Assigned task: From the records below, work out how many lines contain "leaf". Reply with that number alone.

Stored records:

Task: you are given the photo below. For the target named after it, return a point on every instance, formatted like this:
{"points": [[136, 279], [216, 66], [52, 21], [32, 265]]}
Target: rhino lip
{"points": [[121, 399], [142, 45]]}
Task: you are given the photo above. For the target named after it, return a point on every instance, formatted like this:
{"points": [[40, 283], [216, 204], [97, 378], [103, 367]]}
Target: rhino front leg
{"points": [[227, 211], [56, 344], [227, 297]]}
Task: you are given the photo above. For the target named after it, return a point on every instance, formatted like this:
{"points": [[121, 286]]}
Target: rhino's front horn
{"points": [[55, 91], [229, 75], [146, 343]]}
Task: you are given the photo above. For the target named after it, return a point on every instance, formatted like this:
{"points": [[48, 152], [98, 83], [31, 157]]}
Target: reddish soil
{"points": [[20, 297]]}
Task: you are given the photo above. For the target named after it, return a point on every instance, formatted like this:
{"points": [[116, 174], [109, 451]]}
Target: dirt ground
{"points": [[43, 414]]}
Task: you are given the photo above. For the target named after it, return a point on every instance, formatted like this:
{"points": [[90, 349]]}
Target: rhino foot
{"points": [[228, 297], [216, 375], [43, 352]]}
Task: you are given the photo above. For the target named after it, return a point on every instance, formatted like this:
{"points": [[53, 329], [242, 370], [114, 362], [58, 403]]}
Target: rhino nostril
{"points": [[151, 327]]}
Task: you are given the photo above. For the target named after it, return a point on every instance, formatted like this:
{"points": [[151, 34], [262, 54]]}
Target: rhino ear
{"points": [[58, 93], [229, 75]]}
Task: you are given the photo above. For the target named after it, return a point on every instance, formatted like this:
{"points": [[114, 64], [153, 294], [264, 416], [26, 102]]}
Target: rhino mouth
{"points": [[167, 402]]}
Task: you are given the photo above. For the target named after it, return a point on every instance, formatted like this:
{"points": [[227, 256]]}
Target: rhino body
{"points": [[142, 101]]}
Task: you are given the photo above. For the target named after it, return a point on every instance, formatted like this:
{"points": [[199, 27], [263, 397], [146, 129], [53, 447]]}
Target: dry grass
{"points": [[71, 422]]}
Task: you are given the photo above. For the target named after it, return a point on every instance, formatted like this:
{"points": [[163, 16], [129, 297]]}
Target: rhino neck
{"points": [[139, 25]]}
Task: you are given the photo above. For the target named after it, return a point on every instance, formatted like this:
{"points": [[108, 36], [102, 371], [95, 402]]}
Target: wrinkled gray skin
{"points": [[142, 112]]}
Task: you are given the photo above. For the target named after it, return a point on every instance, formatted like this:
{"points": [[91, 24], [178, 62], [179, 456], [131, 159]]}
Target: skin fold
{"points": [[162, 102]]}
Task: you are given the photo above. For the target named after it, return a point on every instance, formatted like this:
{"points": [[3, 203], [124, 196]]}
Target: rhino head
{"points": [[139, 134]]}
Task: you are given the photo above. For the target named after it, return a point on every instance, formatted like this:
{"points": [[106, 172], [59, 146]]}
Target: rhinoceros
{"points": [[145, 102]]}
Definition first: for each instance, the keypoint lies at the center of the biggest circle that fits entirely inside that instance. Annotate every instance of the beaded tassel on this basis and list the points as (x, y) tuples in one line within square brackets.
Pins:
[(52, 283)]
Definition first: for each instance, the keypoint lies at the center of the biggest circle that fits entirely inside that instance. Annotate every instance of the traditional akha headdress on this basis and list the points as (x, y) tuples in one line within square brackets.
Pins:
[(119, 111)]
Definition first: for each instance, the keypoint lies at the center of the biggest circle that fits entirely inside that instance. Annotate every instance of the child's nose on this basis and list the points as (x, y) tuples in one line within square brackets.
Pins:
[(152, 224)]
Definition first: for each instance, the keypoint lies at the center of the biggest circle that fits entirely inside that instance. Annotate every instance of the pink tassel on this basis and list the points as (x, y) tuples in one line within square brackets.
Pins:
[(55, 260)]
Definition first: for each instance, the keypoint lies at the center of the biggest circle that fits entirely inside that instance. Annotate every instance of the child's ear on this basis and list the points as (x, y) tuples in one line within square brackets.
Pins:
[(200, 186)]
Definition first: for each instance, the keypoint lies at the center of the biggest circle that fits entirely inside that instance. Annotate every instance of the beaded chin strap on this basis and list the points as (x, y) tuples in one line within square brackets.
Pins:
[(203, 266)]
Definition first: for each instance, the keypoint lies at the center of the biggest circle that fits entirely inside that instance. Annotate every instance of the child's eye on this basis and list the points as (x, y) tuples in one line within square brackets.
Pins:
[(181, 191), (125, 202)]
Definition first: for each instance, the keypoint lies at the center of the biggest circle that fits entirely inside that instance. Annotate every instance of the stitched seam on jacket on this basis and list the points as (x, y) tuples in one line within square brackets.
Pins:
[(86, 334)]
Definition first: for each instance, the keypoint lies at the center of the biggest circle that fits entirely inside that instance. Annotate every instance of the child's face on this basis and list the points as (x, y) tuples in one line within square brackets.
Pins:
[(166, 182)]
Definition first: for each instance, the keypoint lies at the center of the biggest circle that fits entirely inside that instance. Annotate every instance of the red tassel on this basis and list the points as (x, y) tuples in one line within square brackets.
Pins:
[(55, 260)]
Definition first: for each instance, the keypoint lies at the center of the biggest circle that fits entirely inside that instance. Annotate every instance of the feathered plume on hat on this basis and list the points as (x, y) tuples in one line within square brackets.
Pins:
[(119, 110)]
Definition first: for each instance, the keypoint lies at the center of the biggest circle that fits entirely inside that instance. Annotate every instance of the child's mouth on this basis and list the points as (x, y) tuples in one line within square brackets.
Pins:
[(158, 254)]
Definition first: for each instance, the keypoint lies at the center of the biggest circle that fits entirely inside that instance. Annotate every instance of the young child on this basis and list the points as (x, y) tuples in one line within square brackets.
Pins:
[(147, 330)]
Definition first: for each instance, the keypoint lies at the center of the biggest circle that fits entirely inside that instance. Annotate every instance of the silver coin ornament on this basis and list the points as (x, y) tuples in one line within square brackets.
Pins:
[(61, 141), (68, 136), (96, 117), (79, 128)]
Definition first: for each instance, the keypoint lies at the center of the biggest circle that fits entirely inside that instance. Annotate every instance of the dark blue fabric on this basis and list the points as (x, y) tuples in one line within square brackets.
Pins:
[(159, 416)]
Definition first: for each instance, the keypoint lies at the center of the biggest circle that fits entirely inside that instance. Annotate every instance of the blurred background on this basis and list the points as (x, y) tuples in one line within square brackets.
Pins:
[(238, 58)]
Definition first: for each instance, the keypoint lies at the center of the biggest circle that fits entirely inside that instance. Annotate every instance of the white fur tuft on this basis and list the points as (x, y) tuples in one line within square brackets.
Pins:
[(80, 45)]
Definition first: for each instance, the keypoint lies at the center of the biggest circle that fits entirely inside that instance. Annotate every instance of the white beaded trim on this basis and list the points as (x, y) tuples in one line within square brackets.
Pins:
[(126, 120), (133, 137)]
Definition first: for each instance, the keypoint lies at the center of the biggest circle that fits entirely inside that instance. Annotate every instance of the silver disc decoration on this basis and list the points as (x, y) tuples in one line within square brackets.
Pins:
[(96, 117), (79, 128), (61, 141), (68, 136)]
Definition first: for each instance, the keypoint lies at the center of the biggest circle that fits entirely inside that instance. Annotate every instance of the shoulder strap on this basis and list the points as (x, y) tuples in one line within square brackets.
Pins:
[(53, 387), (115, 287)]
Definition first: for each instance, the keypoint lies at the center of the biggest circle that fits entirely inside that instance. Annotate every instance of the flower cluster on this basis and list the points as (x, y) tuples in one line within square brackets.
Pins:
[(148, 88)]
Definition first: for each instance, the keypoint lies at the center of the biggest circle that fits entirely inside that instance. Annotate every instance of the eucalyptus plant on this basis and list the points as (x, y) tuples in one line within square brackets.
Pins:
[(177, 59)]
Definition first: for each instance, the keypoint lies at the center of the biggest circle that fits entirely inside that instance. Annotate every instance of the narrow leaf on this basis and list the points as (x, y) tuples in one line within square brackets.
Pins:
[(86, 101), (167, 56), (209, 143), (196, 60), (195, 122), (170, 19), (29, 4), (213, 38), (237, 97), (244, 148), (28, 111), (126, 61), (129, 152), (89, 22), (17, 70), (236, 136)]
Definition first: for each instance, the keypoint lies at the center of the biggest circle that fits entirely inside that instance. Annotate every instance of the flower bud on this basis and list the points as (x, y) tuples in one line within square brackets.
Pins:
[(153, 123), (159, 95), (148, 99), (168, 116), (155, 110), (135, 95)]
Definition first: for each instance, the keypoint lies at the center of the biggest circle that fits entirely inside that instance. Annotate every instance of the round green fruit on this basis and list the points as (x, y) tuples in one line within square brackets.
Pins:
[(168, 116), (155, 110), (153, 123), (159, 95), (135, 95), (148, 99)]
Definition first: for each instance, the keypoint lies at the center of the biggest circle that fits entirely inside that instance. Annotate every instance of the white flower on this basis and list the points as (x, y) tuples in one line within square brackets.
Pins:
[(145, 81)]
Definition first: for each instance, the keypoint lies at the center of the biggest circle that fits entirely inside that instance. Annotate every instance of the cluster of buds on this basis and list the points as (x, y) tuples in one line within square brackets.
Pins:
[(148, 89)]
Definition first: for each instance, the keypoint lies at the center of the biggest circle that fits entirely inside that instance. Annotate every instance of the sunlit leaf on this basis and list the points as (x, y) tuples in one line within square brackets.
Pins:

Finished exercise: 2